▶ [Data section]
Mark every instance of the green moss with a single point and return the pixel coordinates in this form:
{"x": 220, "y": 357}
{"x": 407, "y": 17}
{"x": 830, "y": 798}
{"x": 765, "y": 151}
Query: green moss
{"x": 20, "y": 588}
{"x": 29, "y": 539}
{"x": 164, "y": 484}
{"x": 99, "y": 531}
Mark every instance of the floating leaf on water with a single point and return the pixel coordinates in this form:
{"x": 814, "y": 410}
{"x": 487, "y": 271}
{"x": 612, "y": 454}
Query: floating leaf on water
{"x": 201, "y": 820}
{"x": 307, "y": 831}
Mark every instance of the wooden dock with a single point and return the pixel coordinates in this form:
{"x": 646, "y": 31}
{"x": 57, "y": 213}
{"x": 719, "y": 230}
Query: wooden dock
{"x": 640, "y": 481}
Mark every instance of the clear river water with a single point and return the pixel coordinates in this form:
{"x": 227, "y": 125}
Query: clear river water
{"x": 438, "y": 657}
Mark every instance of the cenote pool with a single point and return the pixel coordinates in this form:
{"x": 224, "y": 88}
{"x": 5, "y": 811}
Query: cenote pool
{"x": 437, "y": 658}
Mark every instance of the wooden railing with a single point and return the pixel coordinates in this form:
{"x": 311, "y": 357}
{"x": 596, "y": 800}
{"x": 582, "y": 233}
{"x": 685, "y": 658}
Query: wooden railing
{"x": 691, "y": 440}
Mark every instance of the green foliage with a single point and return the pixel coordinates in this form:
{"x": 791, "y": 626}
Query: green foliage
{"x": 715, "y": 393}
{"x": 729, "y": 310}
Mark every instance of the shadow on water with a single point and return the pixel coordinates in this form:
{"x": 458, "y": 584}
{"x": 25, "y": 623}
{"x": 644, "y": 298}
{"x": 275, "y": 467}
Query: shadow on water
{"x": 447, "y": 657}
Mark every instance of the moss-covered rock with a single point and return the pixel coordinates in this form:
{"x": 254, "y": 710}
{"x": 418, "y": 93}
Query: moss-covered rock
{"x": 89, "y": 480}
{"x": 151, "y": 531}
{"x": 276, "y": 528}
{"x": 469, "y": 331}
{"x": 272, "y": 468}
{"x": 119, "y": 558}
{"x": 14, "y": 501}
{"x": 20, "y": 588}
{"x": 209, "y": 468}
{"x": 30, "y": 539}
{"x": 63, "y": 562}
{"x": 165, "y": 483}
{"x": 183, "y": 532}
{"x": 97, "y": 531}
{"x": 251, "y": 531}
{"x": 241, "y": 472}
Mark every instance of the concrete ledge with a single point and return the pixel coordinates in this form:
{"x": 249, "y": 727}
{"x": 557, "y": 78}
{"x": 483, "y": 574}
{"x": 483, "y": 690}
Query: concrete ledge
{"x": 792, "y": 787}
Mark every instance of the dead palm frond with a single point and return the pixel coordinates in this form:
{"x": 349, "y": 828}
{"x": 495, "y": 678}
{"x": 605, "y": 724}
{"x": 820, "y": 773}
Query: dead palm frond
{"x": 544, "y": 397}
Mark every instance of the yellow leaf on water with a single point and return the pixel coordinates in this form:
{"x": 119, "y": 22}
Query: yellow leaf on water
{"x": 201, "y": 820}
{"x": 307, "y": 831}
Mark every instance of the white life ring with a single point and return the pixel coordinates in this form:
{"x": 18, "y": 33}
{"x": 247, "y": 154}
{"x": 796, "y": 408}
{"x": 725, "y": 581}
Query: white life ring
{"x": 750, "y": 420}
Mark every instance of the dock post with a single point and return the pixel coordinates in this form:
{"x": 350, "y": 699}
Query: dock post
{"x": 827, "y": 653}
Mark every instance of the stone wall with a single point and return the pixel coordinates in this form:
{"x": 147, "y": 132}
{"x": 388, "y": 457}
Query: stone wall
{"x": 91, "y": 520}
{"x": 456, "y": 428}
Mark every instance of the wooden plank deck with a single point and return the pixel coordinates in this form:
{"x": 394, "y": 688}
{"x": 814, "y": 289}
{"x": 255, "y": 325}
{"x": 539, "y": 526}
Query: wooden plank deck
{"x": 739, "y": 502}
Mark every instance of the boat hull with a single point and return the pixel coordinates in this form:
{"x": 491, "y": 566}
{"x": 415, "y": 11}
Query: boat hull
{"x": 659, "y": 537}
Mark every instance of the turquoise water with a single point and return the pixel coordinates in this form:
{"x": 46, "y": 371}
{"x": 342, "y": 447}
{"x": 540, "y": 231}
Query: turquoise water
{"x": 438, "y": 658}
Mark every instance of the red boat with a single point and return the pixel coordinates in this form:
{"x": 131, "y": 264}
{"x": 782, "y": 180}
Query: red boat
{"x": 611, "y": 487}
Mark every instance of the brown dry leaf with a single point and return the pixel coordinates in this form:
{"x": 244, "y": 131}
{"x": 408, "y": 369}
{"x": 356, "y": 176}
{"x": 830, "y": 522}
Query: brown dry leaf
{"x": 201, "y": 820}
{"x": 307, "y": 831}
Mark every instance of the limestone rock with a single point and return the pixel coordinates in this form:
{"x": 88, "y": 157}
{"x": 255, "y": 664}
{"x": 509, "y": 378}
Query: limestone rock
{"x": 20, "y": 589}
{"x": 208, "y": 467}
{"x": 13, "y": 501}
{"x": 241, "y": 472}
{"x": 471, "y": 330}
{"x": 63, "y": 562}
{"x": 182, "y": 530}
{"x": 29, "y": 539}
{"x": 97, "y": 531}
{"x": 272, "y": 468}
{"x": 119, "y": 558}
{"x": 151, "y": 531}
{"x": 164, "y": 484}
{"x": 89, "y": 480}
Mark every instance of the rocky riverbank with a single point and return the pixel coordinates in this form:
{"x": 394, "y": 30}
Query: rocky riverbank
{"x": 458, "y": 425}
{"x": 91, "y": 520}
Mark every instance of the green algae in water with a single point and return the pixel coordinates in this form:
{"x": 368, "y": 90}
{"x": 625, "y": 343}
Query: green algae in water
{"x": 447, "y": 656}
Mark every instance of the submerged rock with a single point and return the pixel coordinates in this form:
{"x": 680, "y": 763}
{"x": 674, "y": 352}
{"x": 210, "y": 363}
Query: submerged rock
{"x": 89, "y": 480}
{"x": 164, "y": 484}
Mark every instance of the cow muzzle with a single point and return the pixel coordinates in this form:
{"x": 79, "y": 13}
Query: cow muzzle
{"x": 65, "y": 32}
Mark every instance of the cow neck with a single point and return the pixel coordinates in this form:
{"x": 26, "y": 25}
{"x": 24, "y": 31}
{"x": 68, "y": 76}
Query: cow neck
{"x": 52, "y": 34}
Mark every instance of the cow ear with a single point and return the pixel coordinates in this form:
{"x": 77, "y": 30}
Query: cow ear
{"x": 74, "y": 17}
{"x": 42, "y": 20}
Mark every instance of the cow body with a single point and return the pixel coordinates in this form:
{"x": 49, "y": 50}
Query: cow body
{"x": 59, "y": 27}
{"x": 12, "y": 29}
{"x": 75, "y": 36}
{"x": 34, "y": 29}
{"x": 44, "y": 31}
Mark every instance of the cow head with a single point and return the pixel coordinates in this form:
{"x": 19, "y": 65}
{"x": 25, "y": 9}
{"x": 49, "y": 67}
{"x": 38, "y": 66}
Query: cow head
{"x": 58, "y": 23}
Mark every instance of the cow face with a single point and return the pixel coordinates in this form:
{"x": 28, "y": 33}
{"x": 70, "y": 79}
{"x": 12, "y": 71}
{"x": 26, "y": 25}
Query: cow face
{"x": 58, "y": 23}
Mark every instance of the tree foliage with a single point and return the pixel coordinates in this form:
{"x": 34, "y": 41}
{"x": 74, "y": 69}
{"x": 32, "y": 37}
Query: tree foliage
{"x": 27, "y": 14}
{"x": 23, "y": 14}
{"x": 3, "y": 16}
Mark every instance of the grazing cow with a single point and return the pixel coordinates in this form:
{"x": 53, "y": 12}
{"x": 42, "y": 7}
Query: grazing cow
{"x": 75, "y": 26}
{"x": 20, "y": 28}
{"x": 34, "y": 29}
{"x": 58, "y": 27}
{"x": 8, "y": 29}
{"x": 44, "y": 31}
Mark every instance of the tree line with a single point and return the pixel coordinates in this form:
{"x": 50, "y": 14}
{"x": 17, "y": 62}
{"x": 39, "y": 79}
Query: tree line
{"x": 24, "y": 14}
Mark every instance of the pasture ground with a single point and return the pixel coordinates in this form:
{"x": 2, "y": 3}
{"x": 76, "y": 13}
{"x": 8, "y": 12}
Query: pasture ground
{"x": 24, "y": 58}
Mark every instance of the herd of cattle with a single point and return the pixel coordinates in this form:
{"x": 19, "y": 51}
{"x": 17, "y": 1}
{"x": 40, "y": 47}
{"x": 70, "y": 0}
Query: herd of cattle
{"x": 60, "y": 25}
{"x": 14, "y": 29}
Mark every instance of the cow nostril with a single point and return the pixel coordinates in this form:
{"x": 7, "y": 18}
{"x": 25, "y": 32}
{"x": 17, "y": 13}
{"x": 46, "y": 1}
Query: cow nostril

▶ [Exercise details]
Move everything from the line containing "Mark every instance of the pasture" down to the end of the data into your reply, adding 49 to each x and y value in the answer coordinates and leaving all other lines unchanged.

▶ [Task response]
Mark every instance of the pasture ground with a single point and return the pixel coordinates in this form:
{"x": 2, "y": 3}
{"x": 76, "y": 13}
{"x": 8, "y": 12}
Query: pasture ground
{"x": 73, "y": 107}
Mark every instance of the herd of cattle with a single point and return the pixel coordinates in this form:
{"x": 19, "y": 51}
{"x": 17, "y": 1}
{"x": 40, "y": 47}
{"x": 70, "y": 0}
Query: herd of cattle
{"x": 109, "y": 74}
{"x": 63, "y": 78}
Mark every instance of the cow nostril with a single point and return the pixel coordinates in this form:
{"x": 7, "y": 18}
{"x": 25, "y": 32}
{"x": 17, "y": 13}
{"x": 46, "y": 1}
Query: cow nostril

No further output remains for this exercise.